(Dataset entries)
"""
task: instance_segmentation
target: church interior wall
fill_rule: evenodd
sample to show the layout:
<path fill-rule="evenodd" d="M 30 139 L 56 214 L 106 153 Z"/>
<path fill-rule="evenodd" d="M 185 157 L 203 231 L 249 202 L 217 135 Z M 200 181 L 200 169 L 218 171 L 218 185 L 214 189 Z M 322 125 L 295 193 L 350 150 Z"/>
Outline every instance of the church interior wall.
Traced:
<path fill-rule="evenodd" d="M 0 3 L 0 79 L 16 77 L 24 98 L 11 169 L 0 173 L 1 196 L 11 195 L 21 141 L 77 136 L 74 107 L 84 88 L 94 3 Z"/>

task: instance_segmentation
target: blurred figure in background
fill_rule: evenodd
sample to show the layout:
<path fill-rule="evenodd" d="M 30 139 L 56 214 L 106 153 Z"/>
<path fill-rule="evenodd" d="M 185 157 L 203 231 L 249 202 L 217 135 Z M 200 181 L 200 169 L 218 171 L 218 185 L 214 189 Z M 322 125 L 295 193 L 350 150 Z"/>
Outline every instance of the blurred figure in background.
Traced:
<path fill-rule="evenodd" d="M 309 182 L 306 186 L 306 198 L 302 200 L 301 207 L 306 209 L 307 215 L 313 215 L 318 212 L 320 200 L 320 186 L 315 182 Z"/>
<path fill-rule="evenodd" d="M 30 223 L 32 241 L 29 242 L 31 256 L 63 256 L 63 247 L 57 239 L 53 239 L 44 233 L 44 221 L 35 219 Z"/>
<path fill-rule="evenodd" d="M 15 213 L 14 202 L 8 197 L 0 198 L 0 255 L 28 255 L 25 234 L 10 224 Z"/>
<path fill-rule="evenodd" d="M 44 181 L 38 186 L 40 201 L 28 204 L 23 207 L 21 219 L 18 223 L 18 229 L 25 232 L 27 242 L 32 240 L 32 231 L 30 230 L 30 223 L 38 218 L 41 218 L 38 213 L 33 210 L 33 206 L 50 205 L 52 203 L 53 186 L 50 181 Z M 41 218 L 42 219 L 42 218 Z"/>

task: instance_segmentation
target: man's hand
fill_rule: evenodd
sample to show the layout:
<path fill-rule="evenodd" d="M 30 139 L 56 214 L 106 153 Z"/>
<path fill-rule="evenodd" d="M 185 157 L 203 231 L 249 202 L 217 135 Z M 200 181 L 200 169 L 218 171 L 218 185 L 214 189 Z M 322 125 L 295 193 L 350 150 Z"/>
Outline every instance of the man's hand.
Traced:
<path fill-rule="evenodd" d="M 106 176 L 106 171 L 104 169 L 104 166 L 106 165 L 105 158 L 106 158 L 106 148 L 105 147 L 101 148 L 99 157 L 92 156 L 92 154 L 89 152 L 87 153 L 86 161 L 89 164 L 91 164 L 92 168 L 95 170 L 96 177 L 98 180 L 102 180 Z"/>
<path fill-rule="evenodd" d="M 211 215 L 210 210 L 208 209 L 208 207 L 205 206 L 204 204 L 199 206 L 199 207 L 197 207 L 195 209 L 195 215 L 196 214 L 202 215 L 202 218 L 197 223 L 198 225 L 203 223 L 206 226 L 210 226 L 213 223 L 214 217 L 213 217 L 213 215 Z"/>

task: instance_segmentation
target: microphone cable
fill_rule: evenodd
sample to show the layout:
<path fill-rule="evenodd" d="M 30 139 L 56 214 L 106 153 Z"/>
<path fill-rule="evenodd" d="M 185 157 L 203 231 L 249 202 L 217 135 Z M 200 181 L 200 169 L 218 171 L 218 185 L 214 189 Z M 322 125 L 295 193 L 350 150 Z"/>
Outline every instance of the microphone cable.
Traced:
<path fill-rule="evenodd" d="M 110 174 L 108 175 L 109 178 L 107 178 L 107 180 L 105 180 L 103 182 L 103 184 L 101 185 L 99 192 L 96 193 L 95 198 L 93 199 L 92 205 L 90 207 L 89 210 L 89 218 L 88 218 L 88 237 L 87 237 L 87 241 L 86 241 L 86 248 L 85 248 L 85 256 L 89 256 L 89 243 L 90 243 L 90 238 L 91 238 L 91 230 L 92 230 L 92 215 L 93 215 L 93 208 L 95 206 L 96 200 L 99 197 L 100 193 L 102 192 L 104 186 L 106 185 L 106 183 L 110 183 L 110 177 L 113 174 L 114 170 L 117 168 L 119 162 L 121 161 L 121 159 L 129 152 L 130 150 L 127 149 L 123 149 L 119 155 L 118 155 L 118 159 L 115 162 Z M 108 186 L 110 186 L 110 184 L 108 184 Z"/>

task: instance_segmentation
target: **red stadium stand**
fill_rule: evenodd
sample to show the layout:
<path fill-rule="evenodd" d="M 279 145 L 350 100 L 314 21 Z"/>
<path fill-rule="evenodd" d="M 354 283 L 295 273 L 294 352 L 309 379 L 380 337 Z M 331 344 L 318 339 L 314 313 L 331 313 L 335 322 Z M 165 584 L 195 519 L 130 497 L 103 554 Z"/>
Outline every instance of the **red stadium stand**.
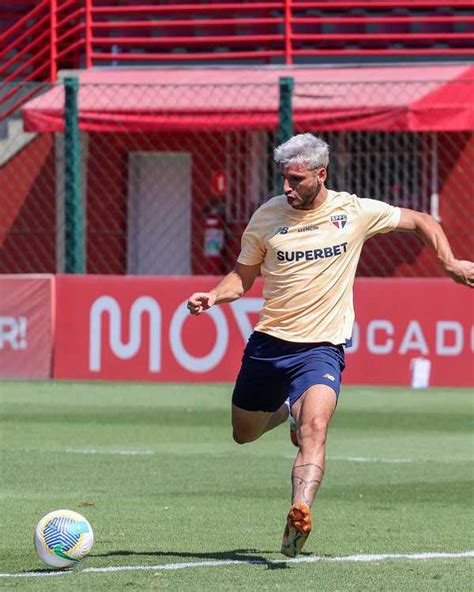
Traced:
<path fill-rule="evenodd" d="M 28 14 L 36 6 L 37 0 L 10 0 L 0 6 L 0 35 Z"/>
<path fill-rule="evenodd" d="M 14 0 L 0 6 L 0 120 L 59 69 L 474 55 L 473 0 Z M 19 84 L 21 81 L 22 84 Z"/>
<path fill-rule="evenodd" d="M 474 53 L 473 7 L 472 0 L 448 7 L 440 0 L 21 0 L 0 7 L 0 76 L 16 68 L 17 78 L 54 80 L 58 68 L 112 62 L 459 57 Z M 15 60 L 6 68 L 8 54 Z M 22 70 L 27 56 L 31 63 Z"/>

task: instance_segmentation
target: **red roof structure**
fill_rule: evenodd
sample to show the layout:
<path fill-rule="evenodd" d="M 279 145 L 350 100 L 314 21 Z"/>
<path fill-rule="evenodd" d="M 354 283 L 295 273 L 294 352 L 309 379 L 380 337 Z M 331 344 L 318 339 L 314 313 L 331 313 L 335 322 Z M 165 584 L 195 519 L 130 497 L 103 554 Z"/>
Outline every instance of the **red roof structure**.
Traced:
<path fill-rule="evenodd" d="M 474 129 L 474 66 L 234 67 L 78 74 L 84 131 L 271 130 L 281 77 L 295 80 L 298 131 Z M 27 131 L 61 131 L 64 87 L 23 108 Z"/>

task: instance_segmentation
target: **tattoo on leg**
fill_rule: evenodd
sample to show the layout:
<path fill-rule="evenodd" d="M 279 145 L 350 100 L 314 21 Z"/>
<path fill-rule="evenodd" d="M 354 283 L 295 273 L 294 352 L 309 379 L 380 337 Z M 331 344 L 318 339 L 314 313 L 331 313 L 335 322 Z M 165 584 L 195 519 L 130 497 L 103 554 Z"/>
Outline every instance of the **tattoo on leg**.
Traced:
<path fill-rule="evenodd" d="M 292 500 L 301 500 L 308 506 L 313 503 L 314 496 L 321 485 L 324 469 L 316 463 L 296 465 L 291 472 Z"/>
<path fill-rule="evenodd" d="M 305 465 L 295 465 L 295 466 L 293 467 L 293 471 L 294 471 L 295 469 L 303 469 L 303 468 L 306 468 L 306 467 L 316 467 L 316 468 L 318 468 L 318 469 L 321 471 L 321 474 L 322 474 L 322 475 L 324 475 L 324 469 L 323 469 L 322 467 L 320 467 L 320 466 L 319 466 L 318 464 L 316 464 L 316 463 L 306 463 Z"/>

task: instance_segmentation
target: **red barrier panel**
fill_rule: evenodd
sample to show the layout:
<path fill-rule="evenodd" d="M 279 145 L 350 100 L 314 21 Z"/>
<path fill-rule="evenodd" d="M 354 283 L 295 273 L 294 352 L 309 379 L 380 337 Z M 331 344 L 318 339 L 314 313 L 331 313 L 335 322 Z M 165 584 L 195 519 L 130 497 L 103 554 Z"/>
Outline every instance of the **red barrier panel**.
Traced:
<path fill-rule="evenodd" d="M 54 276 L 0 275 L 0 378 L 51 377 Z"/>
<path fill-rule="evenodd" d="M 244 298 L 191 317 L 188 296 L 213 277 L 58 276 L 54 376 L 233 381 L 261 304 Z M 431 384 L 474 384 L 473 294 L 448 279 L 360 279 L 344 382 L 409 385 L 414 358 Z"/>
<path fill-rule="evenodd" d="M 354 304 L 346 383 L 410 384 L 421 357 L 431 361 L 431 386 L 474 385 L 472 290 L 447 278 L 364 278 Z"/>
<path fill-rule="evenodd" d="M 233 380 L 261 300 L 191 317 L 190 293 L 216 282 L 204 276 L 58 276 L 54 376 Z"/>

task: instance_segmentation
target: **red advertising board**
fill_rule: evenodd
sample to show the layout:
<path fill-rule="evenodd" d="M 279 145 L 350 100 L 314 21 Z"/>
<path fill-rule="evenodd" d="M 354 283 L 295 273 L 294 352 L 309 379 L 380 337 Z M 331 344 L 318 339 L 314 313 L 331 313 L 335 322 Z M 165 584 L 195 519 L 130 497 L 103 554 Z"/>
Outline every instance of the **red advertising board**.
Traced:
<path fill-rule="evenodd" d="M 228 381 L 260 298 L 191 317 L 213 277 L 57 277 L 56 378 Z M 255 295 L 258 287 L 254 288 Z M 250 296 L 250 295 L 249 295 Z"/>
<path fill-rule="evenodd" d="M 0 275 L 0 378 L 51 377 L 54 276 Z"/>
<path fill-rule="evenodd" d="M 408 385 L 415 359 L 431 386 L 474 385 L 474 294 L 447 278 L 360 279 L 344 381 Z"/>
<path fill-rule="evenodd" d="M 54 376 L 233 381 L 261 305 L 261 282 L 200 317 L 189 295 L 213 277 L 58 276 Z M 415 358 L 431 385 L 474 384 L 473 294 L 448 279 L 360 279 L 346 384 L 409 385 Z"/>

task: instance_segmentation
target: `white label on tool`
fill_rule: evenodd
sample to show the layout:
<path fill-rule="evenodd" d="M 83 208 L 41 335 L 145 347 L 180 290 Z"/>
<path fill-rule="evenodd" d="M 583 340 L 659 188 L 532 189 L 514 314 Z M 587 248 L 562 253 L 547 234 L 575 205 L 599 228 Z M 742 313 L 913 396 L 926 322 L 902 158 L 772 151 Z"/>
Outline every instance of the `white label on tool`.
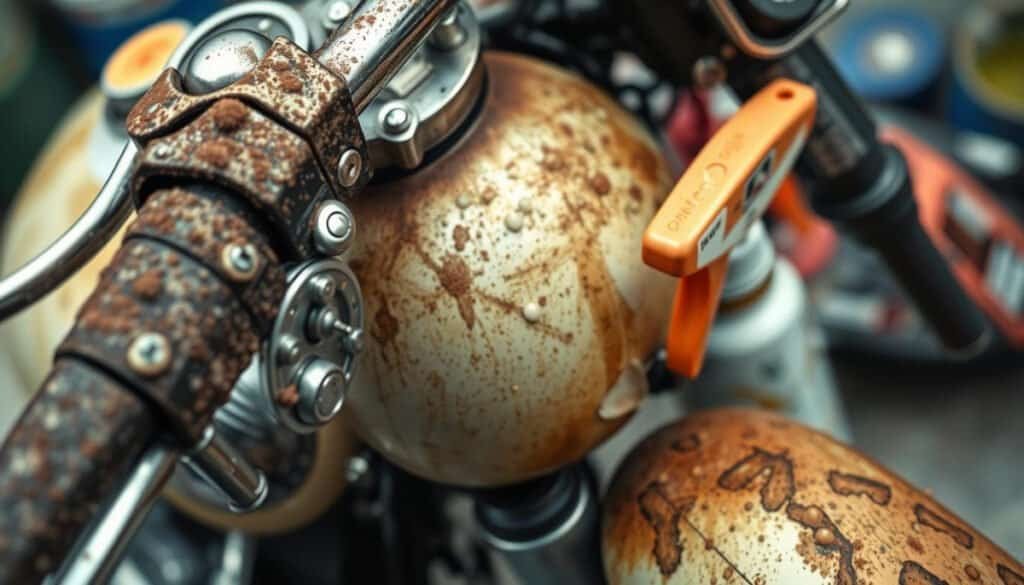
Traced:
<path fill-rule="evenodd" d="M 729 210 L 723 207 L 715 221 L 711 222 L 711 227 L 701 234 L 700 242 L 697 244 L 697 268 L 704 268 L 725 253 L 725 220 L 728 218 L 728 212 Z"/>

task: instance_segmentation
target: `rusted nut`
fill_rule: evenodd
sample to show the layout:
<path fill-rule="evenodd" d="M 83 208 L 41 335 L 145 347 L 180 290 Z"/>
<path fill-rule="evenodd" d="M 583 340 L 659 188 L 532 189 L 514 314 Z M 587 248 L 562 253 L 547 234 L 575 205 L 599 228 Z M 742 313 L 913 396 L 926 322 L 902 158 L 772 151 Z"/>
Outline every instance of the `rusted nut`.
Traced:
<path fill-rule="evenodd" d="M 171 344 L 159 333 L 146 332 L 128 346 L 128 367 L 136 374 L 152 378 L 171 365 Z"/>
<path fill-rule="evenodd" d="M 235 282 L 249 282 L 260 268 L 260 255 L 252 244 L 228 244 L 221 252 L 221 265 Z"/>
<path fill-rule="evenodd" d="M 351 187 L 359 180 L 363 172 L 363 155 L 359 151 L 350 148 L 338 159 L 338 181 L 343 187 Z"/>

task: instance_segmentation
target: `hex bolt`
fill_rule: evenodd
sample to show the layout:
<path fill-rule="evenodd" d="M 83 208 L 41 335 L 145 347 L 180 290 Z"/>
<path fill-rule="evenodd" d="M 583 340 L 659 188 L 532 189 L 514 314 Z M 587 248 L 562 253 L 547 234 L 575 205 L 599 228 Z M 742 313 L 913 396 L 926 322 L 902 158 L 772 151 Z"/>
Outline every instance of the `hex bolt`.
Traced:
<path fill-rule="evenodd" d="M 347 207 L 338 201 L 327 201 L 317 212 L 313 243 L 317 251 L 328 256 L 344 252 L 352 241 L 355 224 Z"/>
<path fill-rule="evenodd" d="M 287 333 L 277 339 L 277 351 L 274 356 L 277 359 L 277 363 L 290 366 L 298 363 L 299 358 L 302 357 L 301 354 L 302 348 L 299 346 L 298 339 Z"/>
<path fill-rule="evenodd" d="M 326 274 L 318 274 L 313 278 L 310 278 L 307 286 L 309 286 L 309 290 L 313 291 L 313 294 L 315 294 L 316 297 L 324 303 L 333 300 L 335 293 L 338 292 L 338 285 L 335 284 L 333 278 Z"/>
<path fill-rule="evenodd" d="M 350 148 L 338 159 L 338 181 L 342 187 L 351 187 L 359 180 L 363 172 L 363 156 L 359 151 Z"/>
<path fill-rule="evenodd" d="M 314 360 L 299 376 L 299 418 L 311 425 L 329 422 L 345 402 L 348 382 L 337 364 L 323 358 Z"/>
<path fill-rule="evenodd" d="M 430 44 L 442 51 L 454 51 L 466 42 L 466 30 L 459 24 L 458 7 L 453 8 L 437 23 L 430 35 Z"/>
<path fill-rule="evenodd" d="M 160 333 L 145 332 L 132 341 L 125 357 L 133 372 L 151 378 L 171 365 L 171 344 Z"/>
<path fill-rule="evenodd" d="M 171 148 L 166 144 L 158 144 L 156 148 L 153 149 L 153 156 L 156 158 L 167 158 L 171 156 Z"/>
<path fill-rule="evenodd" d="M 251 29 L 215 32 L 192 50 L 182 70 L 182 84 L 193 95 L 223 89 L 252 71 L 270 44 L 270 39 Z"/>
<path fill-rule="evenodd" d="M 236 282 L 248 282 L 256 276 L 260 257 L 252 244 L 229 244 L 221 252 L 221 264 Z"/>
<path fill-rule="evenodd" d="M 388 134 L 401 134 L 412 125 L 412 114 L 403 102 L 390 104 L 381 115 L 382 126 Z"/>

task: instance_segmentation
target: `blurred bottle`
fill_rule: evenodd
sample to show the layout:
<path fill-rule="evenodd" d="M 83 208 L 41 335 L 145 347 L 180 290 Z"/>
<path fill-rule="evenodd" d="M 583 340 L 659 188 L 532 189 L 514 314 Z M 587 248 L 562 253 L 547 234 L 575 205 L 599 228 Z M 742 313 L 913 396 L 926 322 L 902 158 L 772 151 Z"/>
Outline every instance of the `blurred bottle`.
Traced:
<path fill-rule="evenodd" d="M 850 440 L 825 337 L 793 265 L 758 222 L 729 257 L 692 408 L 753 404 Z"/>

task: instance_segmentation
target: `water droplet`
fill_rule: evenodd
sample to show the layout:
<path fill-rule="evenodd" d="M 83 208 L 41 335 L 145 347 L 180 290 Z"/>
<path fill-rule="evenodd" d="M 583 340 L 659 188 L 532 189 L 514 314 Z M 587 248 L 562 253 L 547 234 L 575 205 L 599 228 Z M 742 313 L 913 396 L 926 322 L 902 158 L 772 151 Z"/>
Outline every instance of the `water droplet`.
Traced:
<path fill-rule="evenodd" d="M 814 542 L 821 546 L 829 546 L 836 543 L 836 535 L 828 528 L 819 528 L 814 531 Z"/>
<path fill-rule="evenodd" d="M 540 305 L 537 303 L 528 303 L 523 307 L 523 318 L 530 323 L 540 321 Z"/>
<path fill-rule="evenodd" d="M 522 216 L 522 214 L 513 212 L 505 217 L 505 227 L 507 227 L 509 231 L 518 232 L 519 230 L 523 229 L 523 223 L 525 221 L 526 220 Z"/>
<path fill-rule="evenodd" d="M 519 205 L 516 206 L 516 209 L 518 209 L 520 213 L 530 213 L 533 211 L 533 204 L 530 203 L 529 199 L 520 199 Z"/>
<path fill-rule="evenodd" d="M 463 193 L 455 200 L 455 205 L 457 205 L 459 209 L 466 209 L 470 205 L 473 205 L 473 199 L 471 199 L 469 195 Z"/>

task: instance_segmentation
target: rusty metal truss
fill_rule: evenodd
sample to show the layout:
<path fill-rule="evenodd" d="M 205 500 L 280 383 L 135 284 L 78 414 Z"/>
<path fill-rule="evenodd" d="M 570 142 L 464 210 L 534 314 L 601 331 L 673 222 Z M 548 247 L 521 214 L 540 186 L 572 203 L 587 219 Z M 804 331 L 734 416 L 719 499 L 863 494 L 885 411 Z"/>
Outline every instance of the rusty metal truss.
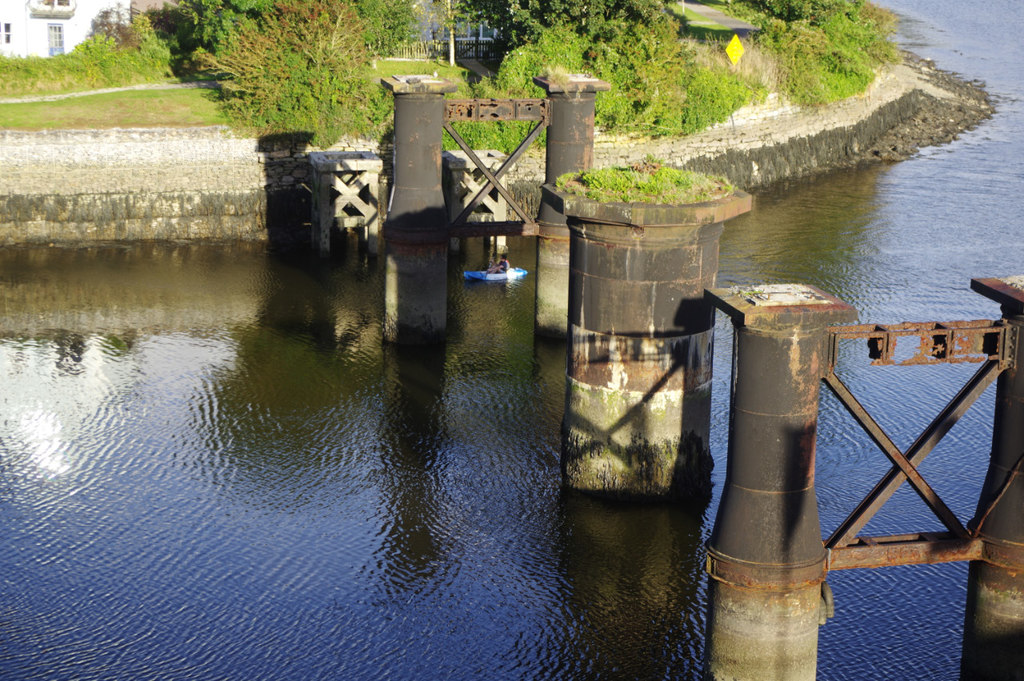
"""
# INSTRUCTIONS TO FOLLOW:
Up to and including the line with "Outline every instance of the church", restate the records above word for word from the very first line.

# ANSWER TO THE EXERCISE:
task: instance_segmentation
target: church interior wall
fill_rule: evenodd
sample to show the layout:
<path fill-rule="evenodd" d="M 30 139 L 56 214 L 106 153 Z"/>
<path fill-rule="evenodd" d="M 185 157 L 203 231 L 249 202 L 217 135 Z M 200 181 L 200 169 L 218 171 L 218 185 L 214 189 Z M 322 125 L 295 193 L 350 150 Z"/>
Outline every instance of the church interior wall.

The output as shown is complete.